─── Records provided ───

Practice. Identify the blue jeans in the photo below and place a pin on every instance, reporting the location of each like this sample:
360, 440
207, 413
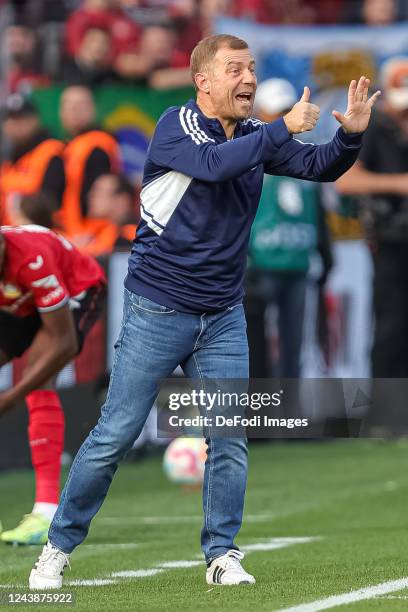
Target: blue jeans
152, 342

───
─── Records provided ───

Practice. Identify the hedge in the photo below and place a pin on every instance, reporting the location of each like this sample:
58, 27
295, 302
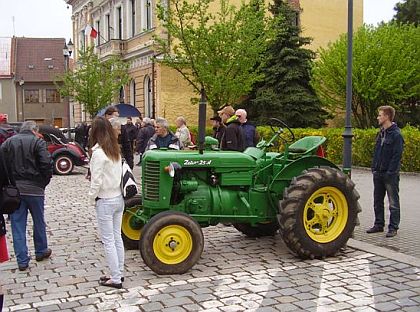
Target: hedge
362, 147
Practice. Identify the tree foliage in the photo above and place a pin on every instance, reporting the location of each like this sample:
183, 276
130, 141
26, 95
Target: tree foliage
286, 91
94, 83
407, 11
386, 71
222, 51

───

> _Exercise_
Count the lines of the records that contain the word "each", treating uppercase and lowercase as different. Give only the number.

> _Exercise solution_
3